>> BEGIN Records for the task

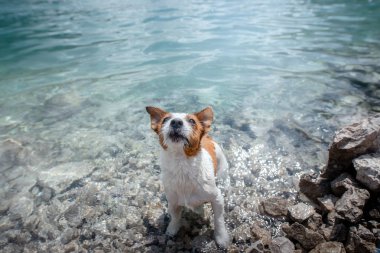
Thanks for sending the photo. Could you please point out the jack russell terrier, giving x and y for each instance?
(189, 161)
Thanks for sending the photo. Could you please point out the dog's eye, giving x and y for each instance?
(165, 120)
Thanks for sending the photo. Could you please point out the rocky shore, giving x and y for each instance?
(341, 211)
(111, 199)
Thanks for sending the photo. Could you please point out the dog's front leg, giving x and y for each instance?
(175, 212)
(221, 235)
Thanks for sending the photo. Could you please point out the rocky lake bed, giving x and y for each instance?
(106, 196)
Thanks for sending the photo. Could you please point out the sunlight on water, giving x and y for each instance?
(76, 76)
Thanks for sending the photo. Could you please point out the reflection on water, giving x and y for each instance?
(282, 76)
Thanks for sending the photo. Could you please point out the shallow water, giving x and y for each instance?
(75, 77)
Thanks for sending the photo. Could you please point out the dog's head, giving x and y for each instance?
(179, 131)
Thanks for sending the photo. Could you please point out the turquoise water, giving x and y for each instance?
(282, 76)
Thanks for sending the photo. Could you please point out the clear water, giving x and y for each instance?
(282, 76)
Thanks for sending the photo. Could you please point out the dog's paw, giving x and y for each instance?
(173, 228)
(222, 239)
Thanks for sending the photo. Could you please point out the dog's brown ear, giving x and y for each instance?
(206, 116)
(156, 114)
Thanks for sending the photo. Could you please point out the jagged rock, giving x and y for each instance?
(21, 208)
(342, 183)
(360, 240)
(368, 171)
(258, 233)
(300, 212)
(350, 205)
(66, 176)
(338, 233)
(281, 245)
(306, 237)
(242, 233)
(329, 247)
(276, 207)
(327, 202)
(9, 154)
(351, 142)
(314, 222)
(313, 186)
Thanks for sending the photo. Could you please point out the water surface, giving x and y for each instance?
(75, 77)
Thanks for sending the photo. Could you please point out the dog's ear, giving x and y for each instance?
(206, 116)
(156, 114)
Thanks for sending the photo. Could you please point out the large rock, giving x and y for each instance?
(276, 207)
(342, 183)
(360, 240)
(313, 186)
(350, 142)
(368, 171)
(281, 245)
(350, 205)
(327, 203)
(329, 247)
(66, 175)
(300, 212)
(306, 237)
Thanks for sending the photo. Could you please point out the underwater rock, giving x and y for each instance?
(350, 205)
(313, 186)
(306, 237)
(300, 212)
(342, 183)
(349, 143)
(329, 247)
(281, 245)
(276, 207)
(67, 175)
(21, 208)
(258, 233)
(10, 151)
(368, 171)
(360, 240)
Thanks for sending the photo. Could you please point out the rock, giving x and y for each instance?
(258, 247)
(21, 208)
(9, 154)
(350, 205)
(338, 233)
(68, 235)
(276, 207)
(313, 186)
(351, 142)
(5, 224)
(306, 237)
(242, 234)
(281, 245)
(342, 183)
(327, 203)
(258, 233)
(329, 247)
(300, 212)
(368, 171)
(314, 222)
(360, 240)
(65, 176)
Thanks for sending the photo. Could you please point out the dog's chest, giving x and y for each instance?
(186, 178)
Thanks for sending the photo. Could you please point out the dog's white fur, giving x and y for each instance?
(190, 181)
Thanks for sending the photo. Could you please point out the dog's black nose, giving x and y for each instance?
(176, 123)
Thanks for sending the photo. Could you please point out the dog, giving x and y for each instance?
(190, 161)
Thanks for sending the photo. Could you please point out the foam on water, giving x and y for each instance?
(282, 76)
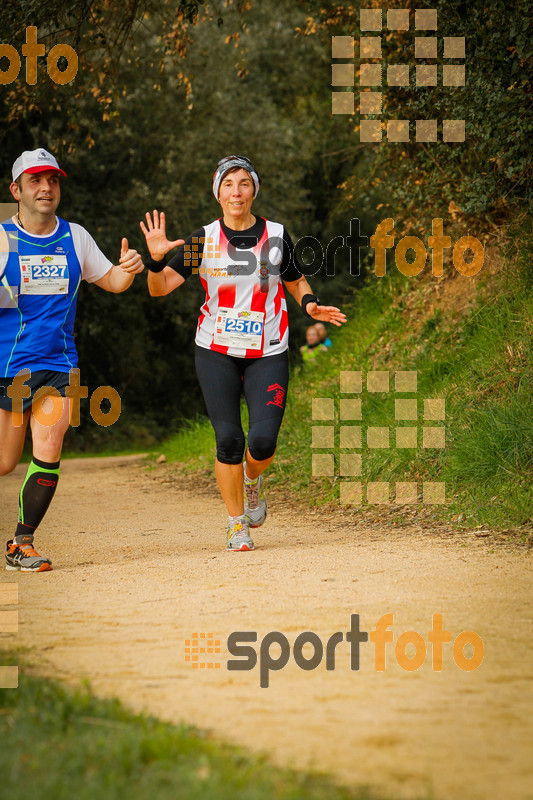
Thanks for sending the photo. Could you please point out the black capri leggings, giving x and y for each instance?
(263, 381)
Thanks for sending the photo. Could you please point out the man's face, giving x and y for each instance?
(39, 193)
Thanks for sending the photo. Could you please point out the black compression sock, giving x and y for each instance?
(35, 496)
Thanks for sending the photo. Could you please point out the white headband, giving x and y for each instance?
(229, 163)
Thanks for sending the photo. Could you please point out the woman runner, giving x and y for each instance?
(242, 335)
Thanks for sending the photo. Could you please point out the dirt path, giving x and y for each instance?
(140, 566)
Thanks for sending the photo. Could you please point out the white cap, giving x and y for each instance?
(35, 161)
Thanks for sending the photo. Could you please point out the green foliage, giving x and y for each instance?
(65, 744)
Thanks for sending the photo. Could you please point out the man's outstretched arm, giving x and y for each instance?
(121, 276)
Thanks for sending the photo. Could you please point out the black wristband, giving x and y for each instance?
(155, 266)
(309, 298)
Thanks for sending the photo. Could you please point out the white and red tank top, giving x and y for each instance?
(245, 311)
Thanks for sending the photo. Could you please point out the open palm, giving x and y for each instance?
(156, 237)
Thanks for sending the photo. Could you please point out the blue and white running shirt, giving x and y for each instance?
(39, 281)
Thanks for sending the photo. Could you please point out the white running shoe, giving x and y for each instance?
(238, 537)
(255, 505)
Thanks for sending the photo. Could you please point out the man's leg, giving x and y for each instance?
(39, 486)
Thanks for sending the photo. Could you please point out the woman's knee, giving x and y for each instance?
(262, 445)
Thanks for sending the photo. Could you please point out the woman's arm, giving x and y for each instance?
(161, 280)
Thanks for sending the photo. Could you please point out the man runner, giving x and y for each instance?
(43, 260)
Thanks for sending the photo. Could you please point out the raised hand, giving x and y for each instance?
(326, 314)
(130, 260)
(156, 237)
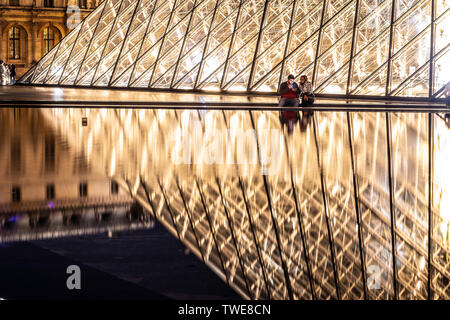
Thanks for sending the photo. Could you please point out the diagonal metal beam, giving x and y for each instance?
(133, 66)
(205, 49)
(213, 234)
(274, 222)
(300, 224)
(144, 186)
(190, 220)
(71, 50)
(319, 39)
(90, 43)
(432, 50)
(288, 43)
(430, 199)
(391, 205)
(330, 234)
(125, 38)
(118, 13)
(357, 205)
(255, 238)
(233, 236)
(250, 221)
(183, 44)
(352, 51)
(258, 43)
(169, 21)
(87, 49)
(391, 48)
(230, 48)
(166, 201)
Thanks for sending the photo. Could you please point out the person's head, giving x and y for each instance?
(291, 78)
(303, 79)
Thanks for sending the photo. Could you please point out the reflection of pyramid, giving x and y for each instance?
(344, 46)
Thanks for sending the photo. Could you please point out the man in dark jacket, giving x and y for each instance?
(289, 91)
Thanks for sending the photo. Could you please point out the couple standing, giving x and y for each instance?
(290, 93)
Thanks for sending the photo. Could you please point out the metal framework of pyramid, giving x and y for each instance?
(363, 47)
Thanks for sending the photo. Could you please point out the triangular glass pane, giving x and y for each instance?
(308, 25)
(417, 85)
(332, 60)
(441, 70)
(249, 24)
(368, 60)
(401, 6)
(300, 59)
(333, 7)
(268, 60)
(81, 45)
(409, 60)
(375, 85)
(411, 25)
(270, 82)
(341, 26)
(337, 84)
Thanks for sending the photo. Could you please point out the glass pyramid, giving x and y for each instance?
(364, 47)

>> END Records for the task

## What the task asks:
Can you render every line of the records above as a Markdown table with a Row column numbering each line and a Text column holding it? Skip blank lines and omit the pictures.

## Written response:
| Row | Text |
|---|---|
| 1 | Thanks for sending the photo. Could you please point out the jack russell terrier, giving x and y for each instance? |
| 2 | (189, 161) |
| 3 | Thanks for sending the photo. Could you please point out the dog's eye, giving x and y for each instance? |
| 4 | (165, 120) |
| 5 | Thanks for sending the photo. Could you please point out the rocky shore, giving x and y for each instance? |
| 6 | (341, 211) |
| 7 | (111, 199) |
| 8 | Thanks for sending the photo. Could you please point out the dog's front leg, giving x and y for each instance? |
| 9 | (175, 212) |
| 10 | (221, 235) |
| 11 | Thanks for sending the photo. Could you please point out the rocky lake bed, giving x and y for each instance? |
| 12 | (106, 196) |
| 13 | Thanks for sending the photo. Could you please point out the sunlight on water, giving x and y for each instance? |
| 14 | (76, 76) |
| 15 | Thanks for sending the photo. Could you please point out the reflection on water, giving x and y for each instance? |
| 16 | (282, 76) |
| 17 | Thanks for sending the photo. Could you please point out the shallow water, giving x and y for each instance? |
| 18 | (75, 77) |
| 19 | Thanks for sending the photo. Could you please point out the dog's head, giving x and y for each instance? |
| 20 | (179, 131) |
| 21 | Thanks for sending the photo. Could you please point out the turquoise water, giving x and y for each instance? |
| 22 | (282, 76) |
| 23 | Thanks for sending the photo. Could you please point out the clear water, giving x and y for each instance? |
| 24 | (282, 76) |
| 25 | Thanks for sending the photo. Could you please point out the dog's paw, giving x and y for each instance? |
| 26 | (173, 228) |
| 27 | (222, 239) |
| 28 | Thanks for sending the photo. Could you please point out the dog's brown ear, giving x and y for each instance? |
| 29 | (206, 116) |
| 30 | (156, 114) |
| 31 | Thanks for sending the photo. Could you please point out the jagged rock, giving x and y for each instance? |
| 32 | (21, 208) |
| 33 | (342, 183) |
| 34 | (360, 240) |
| 35 | (368, 171) |
| 36 | (258, 233) |
| 37 | (300, 212) |
| 38 | (350, 205) |
| 39 | (66, 176) |
| 40 | (338, 233) |
| 41 | (281, 245) |
| 42 | (306, 237) |
| 43 | (242, 233) |
| 44 | (329, 247) |
| 45 | (276, 207) |
| 46 | (327, 202) |
| 47 | (9, 154) |
| 48 | (351, 142) |
| 49 | (314, 222) |
| 50 | (313, 186) |
| 51 | Thanks for sending the photo. Could you please point out the water surface, giving x and y for each instance? |
| 52 | (75, 77) |
| 53 | Thanks for sending the photo. Could you please point out the dog's ear, giving x and y for each instance? |
| 54 | (206, 116) |
| 55 | (156, 114) |
| 56 | Thanks for sending the photo. Could you please point out the large rock, giving x and y for each instance? |
| 57 | (276, 207) |
| 58 | (342, 183) |
| 59 | (360, 240) |
| 60 | (313, 186) |
| 61 | (350, 142) |
| 62 | (368, 171) |
| 63 | (281, 245) |
| 64 | (350, 205) |
| 65 | (327, 203) |
| 66 | (329, 247) |
| 67 | (66, 175) |
| 68 | (300, 212) |
| 69 | (306, 237) |
| 70 | Thanks for sending the photo. Could you please point out the underwater rock, giving x and y for each instance? |
| 71 | (350, 205) |
| 72 | (313, 186) |
| 73 | (306, 237) |
| 74 | (300, 212) |
| 75 | (342, 183) |
| 76 | (349, 143) |
| 77 | (329, 247) |
| 78 | (281, 245) |
| 79 | (276, 207) |
| 80 | (67, 175) |
| 81 | (21, 208) |
| 82 | (258, 233) |
| 83 | (10, 151) |
| 84 | (368, 171) |
| 85 | (360, 240) |
| 86 | Thanks for sending the photo. Could you please point out the rock, giving x and y for each instance? |
| 87 | (258, 247) |
| 88 | (21, 208) |
| 89 | (9, 154) |
| 90 | (350, 205) |
| 91 | (338, 233) |
| 92 | (68, 235) |
| 93 | (276, 207) |
| 94 | (313, 186) |
| 95 | (351, 142) |
| 96 | (5, 224) |
| 97 | (306, 237) |
| 98 | (242, 234) |
| 99 | (281, 245) |
| 100 | (342, 183) |
| 101 | (327, 203) |
| 102 | (258, 233) |
| 103 | (329, 247) |
| 104 | (300, 212) |
| 105 | (368, 171) |
| 106 | (314, 222) |
| 107 | (360, 240) |
| 108 | (65, 176) |
| 109 | Thanks for sending the photo. Could you please point out the dog's chest, giving x and y for each instance? |
| 110 | (186, 178) |
| 111 | Thanks for sending the photo. Could you please point out the dog's white fur, giving x and y for each instance? |
| 112 | (190, 181) |
| 113 | Thanks for sending the photo. Could you please point out the dog's black nose, giving x and y for each instance? |
| 114 | (176, 123) |
| 115 | Thanks for sending the photo. Could you please point out the dog, giving x and y for each instance? |
| 116 | (190, 161) |
| 117 | Thanks for sending the photo. Could you please point out the foam on water, giving x and y for each instance? |
| 118 | (282, 76) |
| 119 | Thanks for sending the photo. Could you please point out the black capri leggings, giving x and y for each instance? |
| 120 | (263, 381) |
| 121 | Thanks for sending the photo. Could you please point out the man's face, giving x and y for each instance? |
| 122 | (39, 193) |
| 123 | Thanks for sending the photo. Could you please point out the black compression sock, giving x and y for each instance? |
| 124 | (35, 496) |
| 125 | Thanks for sending the photo. Could you please point out the white headband, giving x and y for each instance? |
| 126 | (229, 163) |
| 127 | Thanks for sending the photo. Could you please point out the woman runner, giving x and y for each instance? |
| 128 | (242, 335) |
| 129 | Thanks for sending the photo. Could you please point out the dirt path, giving x and y for each instance? |
| 130 | (140, 566) |
| 131 | Thanks for sending the photo. Could you please point out the white cap, giving x and y for each instance? |
| 132 | (35, 161) |
| 133 | Thanks for sending the photo. Could you please point out the green foliage, giving x and y for each instance? |
| 134 | (65, 744) |
| 135 | Thanks for sending the photo. Could you please point out the man's outstretched arm, giving x and y for each instance? |
| 136 | (121, 276) |
| 137 | Thanks for sending the photo. Could you please point out the black wristband, giving x and y for each instance? |
| 138 | (155, 266) |
| 139 | (309, 298) |
| 140 | Thanks for sending the photo. Could you please point out the white and red tank top, giving x and y for each instance? |
| 141 | (245, 311) |
| 142 | Thanks for sending the photo. Could you please point out the open palm, giving x and y for each instance? |
| 143 | (156, 237) |
| 144 | Thanks for sending the photo. Could you please point out the blue and white running shirt, giving x and y for each instance? |
| 145 | (39, 281) |
| 146 | Thanks for sending the photo. Could you please point out the white running shoe, giving x and y for each instance? |
| 147 | (238, 537) |
| 148 | (255, 505) |
| 149 | Thanks for sending the photo. Could you please point out the man's leg, giving x and y for each instance? |
| 150 | (39, 486) |
| 151 | Thanks for sending the photo. Could you please point out the woman's knee, giving x and y for each instance? |
| 152 | (262, 445) |
| 153 | Thanks for sending the photo. Could you please point out the woman's arm, giving x and y for each instance? |
| 154 | (161, 280) |
| 155 | Thanks for sending the photo. Could you please point out the man runner, giving x and y for each instance? |
| 156 | (43, 260) |
| 157 | Thanks for sending the photo. Could you please point out the raised hand, giving x and y for each instance? |
| 158 | (326, 314) |
| 159 | (130, 260) |
| 160 | (156, 237) |
| 161 | Thanks for sending the photo. Could you please point out the diagonal metal beam, giving x and y for each instance? |
| 162 | (133, 66) |
| 163 | (205, 49) |
| 164 | (213, 234) |
| 165 | (274, 222) |
| 166 | (300, 224) |
| 167 | (144, 186) |
| 168 | (190, 220) |
| 169 | (71, 50) |
| 170 | (319, 39) |
| 171 | (90, 43) |
| 172 | (432, 50) |
| 173 | (288, 43) |
| 174 | (430, 199) |
| 175 | (391, 205) |
| 176 | (330, 234) |
| 177 | (125, 38) |
| 178 | (118, 13) |
| 179 | (357, 205) |
| 180 | (255, 238) |
| 181 | (233, 236) |
| 182 | (250, 221) |
| 183 | (183, 44) |
| 184 | (352, 51) |
| 185 | (258, 43) |
| 186 | (169, 21) |
| 187 | (87, 49) |
| 188 | (391, 48) |
| 189 | (230, 48) |
| 190 | (166, 201) |
| 191 | Thanks for sending the photo. Could you please point out the person's head, giving x and y for each instance? |
| 192 | (291, 78) |
| 193 | (303, 79) |
| 194 | Thanks for sending the photo. Could you please point out the reflection of pyramid, giving x and y for each instance? |
| 195 | (344, 46) |
| 196 | Thanks for sending the photo. Could you please point out the man in dark jacket, giving x and y for each instance? |
| 197 | (289, 91) |
| 198 | Thanks for sending the photo. Could you please point out the couple standing, giving x and y for each instance? |
| 199 | (290, 93) |
| 200 | Thanks for sending the photo. Could you please point out the metal framework of pyramid, giving x and y for each instance? |
| 201 | (363, 47) |
| 202 | Thanks for sending the photo. Could you please point out the triangular glass pane, giving x and y for each instance? |
| 203 | (308, 25) |
| 204 | (417, 85) |
| 205 | (332, 60) |
| 206 | (441, 70) |
| 207 | (249, 24) |
| 208 | (368, 60) |
| 209 | (401, 6) |
| 210 | (300, 59) |
| 211 | (333, 7) |
| 212 | (268, 60) |
| 213 | (81, 45) |
| 214 | (409, 60) |
| 215 | (375, 85) |
| 216 | (411, 25) |
| 217 | (270, 82) |
| 218 | (341, 26) |
| 219 | (337, 84) |
| 220 | Thanks for sending the photo. Could you please point out the glass pyramid, giving x and y for each instance? |
| 221 | (364, 47) |